GIVEN RECORDS →

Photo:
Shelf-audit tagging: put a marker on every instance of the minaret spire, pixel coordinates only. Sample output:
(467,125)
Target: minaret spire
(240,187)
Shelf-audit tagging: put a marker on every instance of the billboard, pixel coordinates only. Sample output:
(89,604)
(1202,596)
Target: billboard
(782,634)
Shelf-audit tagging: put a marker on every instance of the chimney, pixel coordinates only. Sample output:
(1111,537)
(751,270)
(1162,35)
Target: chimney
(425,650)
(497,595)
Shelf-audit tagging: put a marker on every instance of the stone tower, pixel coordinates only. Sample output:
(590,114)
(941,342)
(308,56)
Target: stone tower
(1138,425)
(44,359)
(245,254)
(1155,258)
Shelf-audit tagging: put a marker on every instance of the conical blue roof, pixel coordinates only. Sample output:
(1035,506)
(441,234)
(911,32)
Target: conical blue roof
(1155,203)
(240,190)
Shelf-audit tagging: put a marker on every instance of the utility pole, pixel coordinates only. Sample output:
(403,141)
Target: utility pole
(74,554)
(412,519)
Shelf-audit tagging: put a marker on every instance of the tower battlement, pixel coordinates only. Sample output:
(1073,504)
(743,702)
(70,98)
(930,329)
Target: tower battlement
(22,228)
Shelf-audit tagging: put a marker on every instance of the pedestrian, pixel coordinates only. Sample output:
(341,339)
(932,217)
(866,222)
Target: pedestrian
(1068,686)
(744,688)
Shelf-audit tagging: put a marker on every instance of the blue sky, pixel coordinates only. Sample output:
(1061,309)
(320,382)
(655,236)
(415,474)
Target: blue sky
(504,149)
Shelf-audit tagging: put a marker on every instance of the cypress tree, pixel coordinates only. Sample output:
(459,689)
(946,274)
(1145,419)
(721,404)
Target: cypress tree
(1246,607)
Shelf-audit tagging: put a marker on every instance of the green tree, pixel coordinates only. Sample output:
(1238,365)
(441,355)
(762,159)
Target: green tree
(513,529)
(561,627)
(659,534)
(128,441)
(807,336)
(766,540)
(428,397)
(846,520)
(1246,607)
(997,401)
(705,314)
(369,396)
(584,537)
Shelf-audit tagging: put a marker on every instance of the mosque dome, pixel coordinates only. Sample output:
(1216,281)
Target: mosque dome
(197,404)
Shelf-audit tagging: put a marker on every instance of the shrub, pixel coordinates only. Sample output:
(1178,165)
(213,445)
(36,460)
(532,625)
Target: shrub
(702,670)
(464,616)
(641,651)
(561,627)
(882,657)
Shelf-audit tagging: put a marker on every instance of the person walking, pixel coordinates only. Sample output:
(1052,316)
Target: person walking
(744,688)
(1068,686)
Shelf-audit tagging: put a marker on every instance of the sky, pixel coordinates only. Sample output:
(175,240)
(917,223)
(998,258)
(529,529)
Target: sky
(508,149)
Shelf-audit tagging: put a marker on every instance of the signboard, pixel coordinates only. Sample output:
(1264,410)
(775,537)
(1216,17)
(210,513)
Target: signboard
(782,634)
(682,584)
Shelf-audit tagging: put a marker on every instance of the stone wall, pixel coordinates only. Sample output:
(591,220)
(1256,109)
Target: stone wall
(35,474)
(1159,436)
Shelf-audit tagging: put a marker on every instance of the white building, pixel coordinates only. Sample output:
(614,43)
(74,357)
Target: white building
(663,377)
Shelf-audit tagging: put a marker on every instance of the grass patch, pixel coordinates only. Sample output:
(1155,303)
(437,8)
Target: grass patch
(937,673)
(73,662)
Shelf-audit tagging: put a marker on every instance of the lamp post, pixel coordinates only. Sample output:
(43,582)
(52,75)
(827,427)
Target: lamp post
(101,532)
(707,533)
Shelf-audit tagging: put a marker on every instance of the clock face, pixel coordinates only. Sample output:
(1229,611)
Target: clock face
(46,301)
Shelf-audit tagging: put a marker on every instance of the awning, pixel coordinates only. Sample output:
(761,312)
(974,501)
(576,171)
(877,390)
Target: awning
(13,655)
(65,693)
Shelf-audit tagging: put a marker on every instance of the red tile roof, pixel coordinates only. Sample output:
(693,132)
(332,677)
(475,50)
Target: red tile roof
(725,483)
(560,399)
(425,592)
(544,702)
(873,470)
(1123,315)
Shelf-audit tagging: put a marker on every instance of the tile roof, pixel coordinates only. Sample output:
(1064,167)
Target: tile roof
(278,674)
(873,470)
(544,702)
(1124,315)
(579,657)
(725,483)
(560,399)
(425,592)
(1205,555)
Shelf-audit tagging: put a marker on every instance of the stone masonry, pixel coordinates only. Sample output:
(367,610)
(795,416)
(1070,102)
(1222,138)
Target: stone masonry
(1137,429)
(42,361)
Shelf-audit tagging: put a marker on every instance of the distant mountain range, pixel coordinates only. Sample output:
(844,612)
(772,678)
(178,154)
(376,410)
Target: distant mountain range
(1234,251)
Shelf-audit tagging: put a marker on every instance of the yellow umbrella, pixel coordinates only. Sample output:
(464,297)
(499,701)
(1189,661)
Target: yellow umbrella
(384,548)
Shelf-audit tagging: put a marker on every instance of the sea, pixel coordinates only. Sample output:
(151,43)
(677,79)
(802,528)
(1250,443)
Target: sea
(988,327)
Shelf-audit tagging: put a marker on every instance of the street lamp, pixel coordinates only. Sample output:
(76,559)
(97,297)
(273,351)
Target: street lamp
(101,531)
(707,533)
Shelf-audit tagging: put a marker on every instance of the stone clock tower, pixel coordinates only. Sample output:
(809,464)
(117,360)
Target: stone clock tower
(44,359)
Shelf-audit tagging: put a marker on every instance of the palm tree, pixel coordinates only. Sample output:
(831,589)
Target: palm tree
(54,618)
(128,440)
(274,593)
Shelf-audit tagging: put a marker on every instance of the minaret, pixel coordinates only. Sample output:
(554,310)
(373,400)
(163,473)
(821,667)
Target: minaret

DIRECTIONS →
Transcribe all of the material without omitting a line.

EXERCISE OUTPUT →
Photo:
Shelf-audit tagging: put a marker on every instance of the minaret spire, pixel coordinates only. Sample output:
(467,125)
Target: minaret spire
(240,187)
Shelf-audit tagging: put a marker on every instance of the billboard, pixel coordinates only. Sample output:
(89,604)
(1202,596)
Target: billboard
(782,634)
Shelf-audit tagging: put a marker on every instance of the chimney, pixel coordinates only. Sample output:
(1111,537)
(751,270)
(1162,35)
Target: chimney
(425,650)
(497,595)
Shelf-audit tagging: put a marker on every instance of the stone tower, pixel coordinates only. Sample output:
(590,114)
(941,342)
(308,56)
Target: stone tower
(1138,425)
(44,359)
(245,254)
(1155,258)
Shelf-audit tagging: put a marker on every instance of the conical blue roof, pixel coordinates only. Sample output:
(1035,506)
(441,234)
(911,32)
Target: conical blue roof
(1155,203)
(240,190)
Shelf-audit tagging: put a marker on every instance of the utility pole, pixel coordinates only. Sample output:
(403,141)
Target: utility pole
(74,554)
(412,519)
Shelf-audit tagging: put a marker on every instance of the tower battlement, pixel coordinates only. Sample output:
(1073,504)
(743,702)
(70,98)
(930,329)
Target: tower battlement
(22,228)
Shelf-audit tagging: put a marker on every instance of the pedestrian, pixel coordinates only. Sample output:
(341,339)
(932,217)
(866,222)
Target: pedestrian
(1068,686)
(744,688)
Shelf-audit tagging: put a marker on every instance of the blue sky, pixel coordinates only. Sample output:
(1061,309)
(320,382)
(655,236)
(415,474)
Target: blue sky
(504,149)
Shelf-audit tagging: put a marker on every instance of the cypress tree, pixel coordinates only. Sample output:
(459,689)
(946,274)
(1145,419)
(721,404)
Target: cypress tree
(1246,607)
Shelf-audit tagging: put a marker on every instance of the green tree, pixel coordinates only. Sample output:
(1238,365)
(441,355)
(762,159)
Target: green tree
(513,529)
(561,627)
(659,534)
(128,441)
(807,336)
(766,540)
(428,397)
(846,520)
(1246,607)
(997,401)
(705,314)
(369,396)
(584,537)
Shelf-audit tagging: put a marker on every instance of the mosque dome, pixel coordinates only. Sample output:
(1216,281)
Target: mosque dome
(197,404)
Shelf-audit tagging: put a marker on every instance of the shrub, pixel coordinates only. Sample output:
(1178,165)
(213,445)
(36,460)
(532,625)
Target: shrub
(702,670)
(464,616)
(641,651)
(561,627)
(882,657)
Shelf-audit tagging: put a marker on every instance of the person walking, pixel coordinates only. Sample output:
(1052,316)
Target: person walking
(744,688)
(1068,686)
Shelf-audit tagging: put a marker on every instance of the sky, pixel coordinates only. Sample output:
(175,240)
(917,223)
(998,258)
(529,529)
Target: sky
(508,149)
Shelf-audit tagging: put a marker on every instance of the signboard, pixel coordinates only. Sample output:
(1264,410)
(775,537)
(1216,17)
(210,513)
Target: signboard
(782,634)
(682,584)
Shelf-audit tagging: put a marker on every instance of the stone wall, pixel coordinates only. Sample output:
(591,220)
(1256,109)
Target: stone wall
(35,474)
(1159,436)
Shelf-audit tagging: put a marker on every instance of the white building, pixel coordinates only. Sample output:
(614,43)
(74,357)
Target: white building
(663,377)
Shelf-audit tagging: put a marker on every instance of the grass patch, pixel coordinates only. Sample output:
(1155,303)
(437,8)
Target: grass patch
(937,673)
(73,662)
Shelf-audit tagging: put a marker on every instance of the lamp post, pixel coordinates only. Sample output:
(43,582)
(52,75)
(827,427)
Target: lamp post
(101,532)
(707,533)
Shelf-audit tagging: put a marker on every instance of the clock face, pixel coordinates only. Sample output:
(1229,611)
Target: clock face
(46,301)
Shelf-audit tagging: put a marker on every instance of the awning, pixel coordinates only. Sample output:
(761,312)
(974,501)
(576,171)
(877,390)
Target: awning
(13,655)
(65,693)
Shelf-audit tagging: put a marker on every instance of the red tile roof, pixel coordinates only. Sample output:
(693,132)
(332,677)
(475,50)
Target: red tile roof
(725,483)
(560,399)
(425,592)
(544,702)
(873,470)
(1123,315)
Shelf-audit tagging: put a marker on every instance of the tile roof, pixel coordinates only. Sample output:
(1064,167)
Target: tile roof
(278,674)
(873,470)
(544,702)
(1124,315)
(579,657)
(725,483)
(560,399)
(425,592)
(1205,555)
Shelf-audit tagging: put a marker on every instance of the stone masonry, pixel coordinates only. Sample output:
(367,610)
(795,416)
(1070,102)
(1222,138)
Target: stone masonry
(1137,429)
(42,361)
Shelf-audit tagging: put a marker on every instance of the distant mountain range, pixel coordinates only. Sample output:
(844,612)
(772,678)
(178,154)
(376,410)
Target: distant mountain range
(1234,251)
Shelf-audit tagging: put a marker on every instance of the yellow umbrella, pixel coordinates only. Sample output:
(464,297)
(499,701)
(1189,661)
Target: yellow umbrella
(384,548)
Shelf-audit tagging: put a marker on every instance of the sea, pixel coordinates only. Sample output:
(151,43)
(677,79)
(802,528)
(1250,443)
Target: sea
(988,327)
Shelf-audit tagging: put a marker on every instance of the street lamp, pixel coordinates only. Sample output:
(76,559)
(97,297)
(273,351)
Target: street lamp
(101,531)
(707,533)
Shelf-audit tagging: put a marker on every instance of the stone clock tower, pixel coordinates only. Sample output:
(809,464)
(117,360)
Target: stone clock tower
(44,359)
Shelf-audit tagging: put a marker on every instance of the palm tree, pixel coordinates only. Sample output:
(831,589)
Target: palm tree
(54,618)
(128,440)
(274,593)
Shelf-audit tagging: put a marker on every instance of the minaret, pixel coordinates only. Sample output:
(554,310)
(373,400)
(163,473)
(821,667)
Target: minaret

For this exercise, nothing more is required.